- Task details -
The records under this task must be duplicated exactly.

- Record excerpts -
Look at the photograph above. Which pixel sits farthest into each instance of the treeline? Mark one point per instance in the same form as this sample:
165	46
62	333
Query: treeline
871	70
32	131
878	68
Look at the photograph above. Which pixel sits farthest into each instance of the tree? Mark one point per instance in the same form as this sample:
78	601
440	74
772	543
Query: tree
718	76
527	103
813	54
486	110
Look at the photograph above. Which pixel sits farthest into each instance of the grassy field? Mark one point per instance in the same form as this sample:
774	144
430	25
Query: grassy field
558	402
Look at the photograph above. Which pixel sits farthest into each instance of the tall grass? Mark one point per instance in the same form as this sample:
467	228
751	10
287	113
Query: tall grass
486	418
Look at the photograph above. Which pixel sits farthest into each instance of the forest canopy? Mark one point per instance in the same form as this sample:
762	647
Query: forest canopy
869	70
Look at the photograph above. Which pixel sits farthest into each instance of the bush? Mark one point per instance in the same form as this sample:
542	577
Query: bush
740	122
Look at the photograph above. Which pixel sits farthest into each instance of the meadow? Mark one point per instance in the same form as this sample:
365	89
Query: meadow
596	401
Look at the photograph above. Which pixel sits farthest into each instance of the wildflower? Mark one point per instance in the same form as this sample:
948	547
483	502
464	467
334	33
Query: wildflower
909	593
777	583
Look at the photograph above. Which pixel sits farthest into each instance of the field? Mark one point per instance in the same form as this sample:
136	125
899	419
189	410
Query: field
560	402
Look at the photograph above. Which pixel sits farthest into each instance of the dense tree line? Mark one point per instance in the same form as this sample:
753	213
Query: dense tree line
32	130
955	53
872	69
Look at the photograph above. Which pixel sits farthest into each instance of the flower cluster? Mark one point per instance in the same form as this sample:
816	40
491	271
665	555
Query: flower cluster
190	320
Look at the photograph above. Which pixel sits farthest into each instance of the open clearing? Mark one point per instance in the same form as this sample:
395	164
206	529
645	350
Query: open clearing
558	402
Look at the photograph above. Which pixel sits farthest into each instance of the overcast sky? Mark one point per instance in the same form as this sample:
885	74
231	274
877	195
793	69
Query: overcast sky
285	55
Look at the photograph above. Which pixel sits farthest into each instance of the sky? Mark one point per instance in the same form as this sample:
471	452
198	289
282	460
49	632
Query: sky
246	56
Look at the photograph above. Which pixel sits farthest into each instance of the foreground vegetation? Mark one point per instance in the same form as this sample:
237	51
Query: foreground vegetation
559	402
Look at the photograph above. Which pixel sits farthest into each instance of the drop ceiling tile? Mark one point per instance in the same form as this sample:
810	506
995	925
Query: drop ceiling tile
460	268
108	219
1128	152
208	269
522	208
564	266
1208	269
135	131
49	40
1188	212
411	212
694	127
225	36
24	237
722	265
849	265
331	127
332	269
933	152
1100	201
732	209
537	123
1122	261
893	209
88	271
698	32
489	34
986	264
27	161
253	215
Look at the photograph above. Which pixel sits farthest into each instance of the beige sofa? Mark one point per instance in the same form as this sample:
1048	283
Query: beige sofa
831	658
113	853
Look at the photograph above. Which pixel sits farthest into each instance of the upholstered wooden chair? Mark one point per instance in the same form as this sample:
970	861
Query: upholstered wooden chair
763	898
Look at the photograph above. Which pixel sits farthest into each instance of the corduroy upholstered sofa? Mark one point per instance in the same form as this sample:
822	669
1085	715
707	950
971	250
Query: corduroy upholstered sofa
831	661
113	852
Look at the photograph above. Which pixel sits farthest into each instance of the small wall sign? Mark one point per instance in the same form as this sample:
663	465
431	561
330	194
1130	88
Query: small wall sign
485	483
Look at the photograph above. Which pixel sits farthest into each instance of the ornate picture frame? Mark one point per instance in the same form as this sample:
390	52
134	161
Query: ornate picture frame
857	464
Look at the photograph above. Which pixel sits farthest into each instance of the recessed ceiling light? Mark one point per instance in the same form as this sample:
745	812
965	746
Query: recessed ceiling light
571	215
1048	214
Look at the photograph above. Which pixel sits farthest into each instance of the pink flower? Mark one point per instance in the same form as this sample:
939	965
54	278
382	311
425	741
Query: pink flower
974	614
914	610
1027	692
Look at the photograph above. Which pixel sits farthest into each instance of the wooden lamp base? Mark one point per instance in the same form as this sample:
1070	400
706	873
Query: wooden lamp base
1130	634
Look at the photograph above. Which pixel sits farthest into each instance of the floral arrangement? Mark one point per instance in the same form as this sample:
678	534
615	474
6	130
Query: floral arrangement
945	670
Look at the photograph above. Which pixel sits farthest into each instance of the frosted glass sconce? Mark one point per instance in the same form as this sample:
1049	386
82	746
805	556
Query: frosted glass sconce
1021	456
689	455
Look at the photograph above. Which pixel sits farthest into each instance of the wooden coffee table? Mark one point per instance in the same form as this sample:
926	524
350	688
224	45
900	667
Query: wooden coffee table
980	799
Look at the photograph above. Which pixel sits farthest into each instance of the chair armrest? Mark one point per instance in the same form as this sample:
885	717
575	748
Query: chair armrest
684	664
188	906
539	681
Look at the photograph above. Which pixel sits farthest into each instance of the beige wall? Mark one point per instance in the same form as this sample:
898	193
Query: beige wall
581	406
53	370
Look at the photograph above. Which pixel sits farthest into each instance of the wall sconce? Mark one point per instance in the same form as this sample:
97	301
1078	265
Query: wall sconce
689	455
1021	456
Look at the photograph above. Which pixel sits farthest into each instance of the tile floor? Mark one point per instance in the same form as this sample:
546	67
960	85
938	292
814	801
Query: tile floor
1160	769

- Solution to this exercise -
Look at the photograph above. Which pixel sits farthest into each instance of the treeline? Mark one point per instance in the same form as this sample:
165	46
62	333
Query: treeline
871	70
32	131
878	68
Look at the photograph above. Which pixel sits farthest into each instance of the tree? Mark one point per instance in the same form as this sample:
78	601
440	74
772	543
Query: tree
718	76
527	103
813	54
486	110
Look at the photograph above. Which pixel sits farthest into each instance of the grassy field? Mark one point per instance in the same form as this sample:
774	144
430	25
Query: grassy field
558	402
Look at the photograph above. Which pixel sits farthest into each instance of the tall grass? Mark one point per instance in the same form as this sample:
467	228
751	10
287	113
Query: tall grass
486	418
Look at the photograph above. Which pixel sits farthest into each instance of the forest canopy? Mark one point per instance in the same form as this sample:
762	647
Query: forest canopy
869	70
Look at the photograph above. Which pixel sits farthest into each instance of the bush? Mark one point per instance in the same form as this sample:
542	577
Query: bush
740	122
Look at the photograph above. Which pixel sits farthest into each instance of the meadow? Mark one point per instance in the same form as this sample:
365	89
Query: meadow
596	401
Look at the photograph above. Which pixel sits farthest into each instance of the wildflower? Mark one point per instance in the same form as this sample:
948	547
483	502
464	467
334	33
Query: wildflower
909	593
777	583
Look at the photograph above. Which pixel sits farthest into each instance of the field? Mark one point per instance in the same form as this sample:
136	125
899	419
189	410
Query: field
560	402
Look at the photograph above. Which pixel sits farthest into each instance of the dense tree line? Mark one point per instance in the same form as this sample:
753	213
Query: dense tree line
32	130
955	53
872	69
Look at the photograph above. Which pixel sits farthest into each instance of the flower cluster? Mark one point per instance in the same form as this sample:
816	40
491	271
665	555
Query: flower cluster
190	320
Look at the photograph above. Which pixel sits farthest into each instance of the open clearing? Mark one point per instance in the same form as this sample:
395	164
206	529
645	350
Query: open clearing
558	402
Look at the photograph above. Which pixel sits farthest into each instance of the overcast sky? Mark one point per instance in the same form as this sample:
885	74
231	274
877	195
793	69
Query: overcast sky
285	55
Look at the photograph above. Which pixel sits farthest into each instance of the sky? Mark one point per instance in the same form as this sample:
471	452
198	289
282	460
49	632
Query: sky
246	56
Look at the photograph above. Which pixel sits farthest into each instance of the foreground vegetation? Mark one point per instance in the same form as this sample:
237	51
Query: foreground vegetation
559	402
Look at the photograph above. Which pixel sits farthest into each instance of the drop ceiling tile? Mark one point per instance in the same form as this sample:
810	506
995	925
Query: drop ceiling tile
460	268
108	219
1128	152
208	269
522	208
564	266
1208	269
135	131
49	40
1188	212
411	212
694	127
225	36
24	237
722	265
849	265
331	127
332	269
933	152
1100	201
732	209
537	123
1122	261
893	209
88	271
698	32
489	34
986	264
27	161
253	215
Look at the photograph above. Which pixel sits farthest into each instance of the beige sofa? Mark one point per instance in the same form as this sample:
1048	283
Query: beige sofa
831	658
113	853
Look at the photograph above. Which pixel sits farthest into each instance of the upholstered wooden chair? Mark one point per instance in the same form as this sample:
970	861
Query: upholstered wooden chair
763	898
Look at the photograph above. Which pixel sits farthest into each instance of the corduroy upholstered sofa? Mark one point per instance in the same form as this sample:
822	669
1085	715
707	950
971	250
Query: corduroy upholstered sofa
831	661
113	852
Look at the photograph above. Which pixel sits farthest into each instance of the small wall sign? Mark one point per instance in the same form as this sample:
663	465
431	561
330	194
1130	88
Query: small wall sign
485	483
Look at the photograph above. Which pixel sits farthest into each instance of the ornate picture frame? Mark one point per instance in the same form as this sample:
390	52
134	161
Query: ornate picture frame
857	464
Look at the photograph above. Which pixel sits farthest into each instance of the recessed ceiling light? Mark one point per instance in the same form as this sample:
745	812
965	746
Query: recessed ceiling light
571	215
1048	214
Look at the photograph above. Which pixel sits farthest into each instance of the pink flower? Mark one point per instance in the same form as this sample:
939	965
54	278
382	311
425	741
Query: pink flower
974	614
914	610
1027	692
Look at the photograph above. Which pixel sits farthest into each instance of the wooden lamp base? Mark one point per instance in the same form as this sample:
1070	400
706	873
Query: wooden lamp base
1130	634
Look at the photograph above. Which pixel sits farthest into each instance of the floral arrangement? Mark one point per instance in the same form as this sample:
678	534
615	474
6	130
Query: floral arrangement
945	670
Look at the photograph above. Which pixel sits farthest into each instance of the frosted glass sconce? Mark one point per instance in the same form as this sample:
1049	386
82	746
805	556
Query: frosted glass sconce
1021	456
689	455
Look at the photograph above. Which pixel sits farthest into each instance of the wooden coffee table? Mark one point per instance in the same form as this sample:
926	524
350	688
224	45
900	667
Query: wooden coffee table
980	799
Look at the photograph above. Which pixel sits farthest into each instance of the chair armrest? Mark one point per instance in the same form as this sample:
885	717
575	748
Query: chair armrest
684	664
188	906
539	681
Look at the photograph above. Which pixel sits farthest into each instance of the beige wall? Mark one point per instance in the same form as this sample:
898	193
Query: beige wall
581	406
53	370
Look at the photograph above. Which pixel sits farthest into each instance of the wall sconce? Mark one point per instance in the same form as this sample:
97	301
1078	265
Query: wall sconce
689	455
1021	456
Look at the photograph above. Which pixel sits farthest into each instance of the tile floor? Mark one point per instance in the same form as this sample:
546	67
960	85
938	292
814	801
Query: tile floor
1160	769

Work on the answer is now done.